→ Prompt
Copy the entries from the start through the line containing "[(243, 170)]", keeping every line including the requests, but multiply each coordinate in the answers by 1.35 and round to the nearest whole number, with halves rounded up. Leave the numbers in the requests and their sample formats unchanged.

(Part of a data file)
= = =

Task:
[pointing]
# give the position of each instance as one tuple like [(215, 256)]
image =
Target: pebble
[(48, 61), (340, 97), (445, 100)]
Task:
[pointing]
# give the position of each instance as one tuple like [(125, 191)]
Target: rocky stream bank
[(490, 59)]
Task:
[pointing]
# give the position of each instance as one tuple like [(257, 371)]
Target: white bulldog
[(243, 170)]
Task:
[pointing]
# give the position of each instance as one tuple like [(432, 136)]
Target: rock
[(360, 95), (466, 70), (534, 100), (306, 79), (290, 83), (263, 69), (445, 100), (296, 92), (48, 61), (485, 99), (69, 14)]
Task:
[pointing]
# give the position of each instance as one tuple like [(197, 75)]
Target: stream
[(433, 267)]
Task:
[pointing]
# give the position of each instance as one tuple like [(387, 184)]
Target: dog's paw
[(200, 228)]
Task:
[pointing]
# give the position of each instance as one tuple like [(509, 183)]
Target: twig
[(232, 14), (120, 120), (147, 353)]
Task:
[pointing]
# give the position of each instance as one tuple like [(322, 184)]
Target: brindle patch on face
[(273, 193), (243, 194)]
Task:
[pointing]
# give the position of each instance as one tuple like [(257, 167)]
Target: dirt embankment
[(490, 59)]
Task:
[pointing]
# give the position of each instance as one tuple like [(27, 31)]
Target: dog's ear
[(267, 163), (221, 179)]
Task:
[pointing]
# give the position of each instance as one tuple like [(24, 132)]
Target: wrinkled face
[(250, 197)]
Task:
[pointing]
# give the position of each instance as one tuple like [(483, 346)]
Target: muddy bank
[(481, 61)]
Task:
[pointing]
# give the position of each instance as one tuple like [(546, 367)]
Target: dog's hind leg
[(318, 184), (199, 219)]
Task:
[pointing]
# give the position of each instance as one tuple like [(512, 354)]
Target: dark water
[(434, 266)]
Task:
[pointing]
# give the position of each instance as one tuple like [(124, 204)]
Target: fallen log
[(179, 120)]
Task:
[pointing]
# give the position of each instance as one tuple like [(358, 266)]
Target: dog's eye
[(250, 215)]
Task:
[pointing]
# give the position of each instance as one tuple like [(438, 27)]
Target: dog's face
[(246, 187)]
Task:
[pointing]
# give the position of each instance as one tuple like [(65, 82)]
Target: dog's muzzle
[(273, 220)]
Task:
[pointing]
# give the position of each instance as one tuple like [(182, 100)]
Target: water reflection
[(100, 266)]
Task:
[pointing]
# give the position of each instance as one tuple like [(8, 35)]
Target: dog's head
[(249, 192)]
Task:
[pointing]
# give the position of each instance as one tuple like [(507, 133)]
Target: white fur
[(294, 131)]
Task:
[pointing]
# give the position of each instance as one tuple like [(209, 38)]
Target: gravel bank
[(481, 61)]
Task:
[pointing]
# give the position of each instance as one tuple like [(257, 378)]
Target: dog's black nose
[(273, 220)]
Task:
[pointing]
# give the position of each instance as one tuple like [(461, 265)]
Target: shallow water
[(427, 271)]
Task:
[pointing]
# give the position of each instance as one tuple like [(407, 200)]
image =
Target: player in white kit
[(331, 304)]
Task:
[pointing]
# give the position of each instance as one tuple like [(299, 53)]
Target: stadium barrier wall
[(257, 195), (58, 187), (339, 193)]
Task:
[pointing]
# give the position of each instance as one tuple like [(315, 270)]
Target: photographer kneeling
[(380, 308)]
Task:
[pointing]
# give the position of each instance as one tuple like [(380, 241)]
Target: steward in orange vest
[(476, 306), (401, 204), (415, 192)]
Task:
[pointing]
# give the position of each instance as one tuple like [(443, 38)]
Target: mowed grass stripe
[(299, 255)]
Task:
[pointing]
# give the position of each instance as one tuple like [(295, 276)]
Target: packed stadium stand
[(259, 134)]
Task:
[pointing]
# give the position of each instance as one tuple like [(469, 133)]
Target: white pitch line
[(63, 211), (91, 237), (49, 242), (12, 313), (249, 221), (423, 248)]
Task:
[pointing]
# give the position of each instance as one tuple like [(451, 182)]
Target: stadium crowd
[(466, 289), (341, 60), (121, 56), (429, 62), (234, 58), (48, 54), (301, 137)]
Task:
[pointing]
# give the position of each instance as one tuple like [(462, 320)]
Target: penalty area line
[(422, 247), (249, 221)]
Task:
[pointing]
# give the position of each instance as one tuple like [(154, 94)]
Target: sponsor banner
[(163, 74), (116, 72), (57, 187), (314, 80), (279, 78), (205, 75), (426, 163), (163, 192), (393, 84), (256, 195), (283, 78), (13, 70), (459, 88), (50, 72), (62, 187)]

= = =

→ Written reply
Task:
[pointing]
# give the position of each instance as one tuple like [(215, 256)]
image =
Target: pebble
[(65, 82), (459, 131), (601, 135)]
Task:
[pointing]
# give the position of each instance as one tuple like [(125, 191)]
Target: rocky stream bank
[(662, 80)]
Task:
[pointing]
# give the position of each instance as one tuple like [(257, 371)]
Target: white bulldog
[(328, 230)]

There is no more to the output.